═══ DATA TO USE ═══
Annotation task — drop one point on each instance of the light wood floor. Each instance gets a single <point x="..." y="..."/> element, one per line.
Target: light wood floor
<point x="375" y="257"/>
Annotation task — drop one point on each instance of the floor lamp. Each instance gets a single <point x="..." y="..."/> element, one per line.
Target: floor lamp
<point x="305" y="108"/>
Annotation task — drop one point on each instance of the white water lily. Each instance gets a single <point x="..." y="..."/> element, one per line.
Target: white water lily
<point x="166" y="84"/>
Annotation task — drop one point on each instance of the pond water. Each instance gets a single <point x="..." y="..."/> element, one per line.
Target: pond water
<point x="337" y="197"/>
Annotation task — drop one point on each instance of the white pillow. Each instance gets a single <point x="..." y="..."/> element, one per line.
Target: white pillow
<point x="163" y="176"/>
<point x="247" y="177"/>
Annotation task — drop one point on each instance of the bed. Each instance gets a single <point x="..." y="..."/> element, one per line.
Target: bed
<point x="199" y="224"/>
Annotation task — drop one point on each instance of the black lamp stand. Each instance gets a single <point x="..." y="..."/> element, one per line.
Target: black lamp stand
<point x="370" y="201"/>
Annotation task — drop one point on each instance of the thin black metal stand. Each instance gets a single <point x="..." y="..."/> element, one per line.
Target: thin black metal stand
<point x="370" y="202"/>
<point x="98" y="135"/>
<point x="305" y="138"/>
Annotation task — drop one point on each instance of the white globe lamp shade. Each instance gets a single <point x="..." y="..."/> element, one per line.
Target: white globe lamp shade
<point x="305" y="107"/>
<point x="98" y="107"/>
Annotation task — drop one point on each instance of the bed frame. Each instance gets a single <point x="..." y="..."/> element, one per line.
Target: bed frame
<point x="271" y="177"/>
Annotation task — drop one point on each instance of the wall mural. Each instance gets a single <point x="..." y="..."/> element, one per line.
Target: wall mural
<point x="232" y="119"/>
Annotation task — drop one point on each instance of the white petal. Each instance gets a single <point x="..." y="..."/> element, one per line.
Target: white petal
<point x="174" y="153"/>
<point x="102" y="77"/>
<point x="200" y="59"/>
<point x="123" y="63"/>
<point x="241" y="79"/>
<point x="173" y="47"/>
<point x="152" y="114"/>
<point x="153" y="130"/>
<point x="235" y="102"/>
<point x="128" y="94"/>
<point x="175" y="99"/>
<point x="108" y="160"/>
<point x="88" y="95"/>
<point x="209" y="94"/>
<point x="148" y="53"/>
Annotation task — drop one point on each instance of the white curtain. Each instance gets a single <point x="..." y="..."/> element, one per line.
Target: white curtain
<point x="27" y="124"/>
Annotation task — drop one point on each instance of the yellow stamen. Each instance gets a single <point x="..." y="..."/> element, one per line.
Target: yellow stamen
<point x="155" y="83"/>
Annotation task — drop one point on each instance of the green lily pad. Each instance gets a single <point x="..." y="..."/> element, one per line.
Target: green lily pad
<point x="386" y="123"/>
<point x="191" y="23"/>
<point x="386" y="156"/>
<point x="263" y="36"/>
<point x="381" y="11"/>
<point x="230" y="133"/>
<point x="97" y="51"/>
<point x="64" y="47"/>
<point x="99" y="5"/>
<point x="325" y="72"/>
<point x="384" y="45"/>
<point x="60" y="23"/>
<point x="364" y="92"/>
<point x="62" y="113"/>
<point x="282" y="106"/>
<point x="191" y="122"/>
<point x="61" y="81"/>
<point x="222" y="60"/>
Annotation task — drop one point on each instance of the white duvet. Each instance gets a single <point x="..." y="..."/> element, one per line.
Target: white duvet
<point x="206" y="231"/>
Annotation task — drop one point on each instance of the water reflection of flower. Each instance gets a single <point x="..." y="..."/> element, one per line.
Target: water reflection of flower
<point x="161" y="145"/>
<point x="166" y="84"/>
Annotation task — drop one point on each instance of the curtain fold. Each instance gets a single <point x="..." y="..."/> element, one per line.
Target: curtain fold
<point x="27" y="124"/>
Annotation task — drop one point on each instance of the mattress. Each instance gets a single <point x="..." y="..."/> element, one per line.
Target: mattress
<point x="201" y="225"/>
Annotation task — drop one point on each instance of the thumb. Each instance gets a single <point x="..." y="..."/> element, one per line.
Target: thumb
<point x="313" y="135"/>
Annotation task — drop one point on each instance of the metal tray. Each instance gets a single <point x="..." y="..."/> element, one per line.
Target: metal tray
═══
WHAT YOU SHOULD DO » Set out every line of the data above as a Markdown table with two columns, Row and Data Line, numbering each row and leaving out blank lines.

WRITTEN RESPONSE »
| Row | Data Line |
|---|---|
| 1 | Annotation task — drop one point on each instance of the light wood floor. Each instance gets a single <point x="..." y="..."/> element, one per line. |
| 2 | Target: light wood floor |
| 3 | <point x="375" y="257"/> |
| 4 | Annotation task — drop one point on each instance of the floor lamp. Each instance gets a single <point x="..." y="..."/> element, one per line. |
| 5 | Target: floor lamp |
| 6 | <point x="305" y="108"/> |
| 7 | Annotation task — drop one point on each instance of the white water lily. Each instance gets a single <point x="..." y="..."/> element, one per line. |
| 8 | Target: white water lily |
| 9 | <point x="166" y="84"/> |
| 10 | Annotation task — drop one point on each instance of the pond water. Each instance gets a single <point x="..." y="..."/> element, one per line. |
| 11 | Target: pond water |
| 12 | <point x="337" y="197"/> |
| 13 | Annotation task — drop one point on each instance of the white pillow. Each instance gets a single <point x="..." y="..."/> element, one per line. |
| 14 | Target: white pillow |
| 15 | <point x="163" y="176"/> |
| 16 | <point x="247" y="177"/> |
| 17 | Annotation task — drop one point on each instance of the bed. Each instance gets a single <point x="..." y="..."/> element, one per line. |
| 18 | Target: bed |
| 19 | <point x="199" y="224"/> |
| 20 | Annotation task — drop one point on each instance of the black lamp stand. Each instance gets a single <point x="..." y="..."/> element, one per line. |
| 21 | Target: black lamp stand |
| 22 | <point x="370" y="201"/> |
| 23 | Annotation task — drop one point on each instance of the thin black metal stand. Each instance gets a single <point x="..." y="..."/> element, one per line. |
| 24 | Target: thin black metal stand |
| 25 | <point x="370" y="202"/> |
| 26 | <point x="98" y="135"/> |
| 27 | <point x="305" y="138"/> |
| 28 | Annotation task — drop one point on each instance of the white globe lamp shade. Each instance gets a single <point x="..." y="..."/> element, one per line. |
| 29 | Target: white globe lamp shade |
| 30 | <point x="305" y="107"/> |
| 31 | <point x="98" y="107"/> |
| 32 | Annotation task — drop one point on each instance of the bed frame. Each instance gets a single <point x="..." y="..."/> element, one per line. |
| 33 | Target: bed frame |
| 34 | <point x="271" y="177"/> |
| 35 | Annotation task — drop one point on each instance of the wall mural. Each instance gets a single <point x="..." y="..."/> element, one per line. |
| 36 | Target: wall mural |
| 37 | <point x="232" y="119"/> |
| 38 | Annotation task — drop one point on each instance of the white petal. Each instance gets a single <point x="..." y="..."/> element, one per line. |
| 39 | Target: white petal |
| 40 | <point x="174" y="153"/> |
| 41 | <point x="102" y="77"/> |
| 42 | <point x="200" y="59"/> |
| 43 | <point x="123" y="63"/> |
| 44 | <point x="241" y="79"/> |
| 45 | <point x="173" y="47"/> |
| 46 | <point x="152" y="114"/> |
| 47 | <point x="153" y="130"/> |
| 48 | <point x="235" y="102"/> |
| 49 | <point x="128" y="94"/> |
| 50 | <point x="175" y="99"/> |
| 51 | <point x="108" y="160"/> |
| 52 | <point x="88" y="95"/> |
| 53 | <point x="209" y="94"/> |
| 54 | <point x="148" y="53"/> |
| 55 | Annotation task — drop one point on each instance of the white curtain. Each instance gets a single <point x="..." y="..."/> element, one per line. |
| 56 | Target: white curtain |
| 57 | <point x="27" y="124"/> |
| 58 | Annotation task — drop one point on each instance of the yellow stamen. Each instance gets a single <point x="..." y="..."/> element, one per line. |
| 59 | Target: yellow stamen |
| 60 | <point x="155" y="83"/> |
| 61 | Annotation task — drop one point on each instance of the green lily pad. Each instance gets a single <point x="..." y="..."/> element, one per line. |
| 62 | Target: green lily pad |
| 63 | <point x="386" y="123"/> |
| 64 | <point x="191" y="23"/> |
| 65 | <point x="386" y="156"/> |
| 66 | <point x="263" y="36"/> |
| 67 | <point x="381" y="11"/> |
| 68 | <point x="230" y="133"/> |
| 69 | <point x="97" y="51"/> |
| 70 | <point x="64" y="47"/> |
| 71 | <point x="99" y="5"/> |
| 72 | <point x="325" y="72"/> |
| 73 | <point x="384" y="45"/> |
| 74 | <point x="60" y="23"/> |
| 75 | <point x="364" y="92"/> |
| 76 | <point x="62" y="113"/> |
| 77 | <point x="282" y="106"/> |
| 78 | <point x="191" y="122"/> |
| 79 | <point x="61" y="81"/> |
| 80 | <point x="222" y="60"/> |
| 81 | Annotation task — drop one point on each instance of the white duvet. Each instance gets a single <point x="..." y="..."/> element, one per line. |
| 82 | Target: white duvet |
| 83 | <point x="206" y="231"/> |
| 84 | Annotation task — drop one point on each instance of the water reflection of flower. Each instance gets a single <point x="..." y="..."/> element, one per line. |
| 85 | Target: water reflection of flower |
| 86 | <point x="161" y="145"/> |
| 87 | <point x="166" y="84"/> |
| 88 | Annotation task — drop one point on each instance of the curtain fold. Each instance gets a single <point x="..." y="..."/> element, one per line. |
| 89 | Target: curtain fold |
| 90 | <point x="27" y="124"/> |
| 91 | Annotation task — drop one point on each instance of the mattress. Each instance gets a single <point x="..." y="..."/> element, one per line. |
| 92 | Target: mattress |
| 93 | <point x="201" y="225"/> |
| 94 | Annotation task — drop one point on each instance of the thumb. Each instance gets a single <point x="..." y="..."/> element, one per line. |
| 95 | Target: thumb |
| 96 | <point x="313" y="135"/> |
| 97 | Annotation task — drop one point on each instance of the metal tray. Each instance gets a single <point x="..." y="..."/> element, one per line. |
| 98 | Target: metal tray |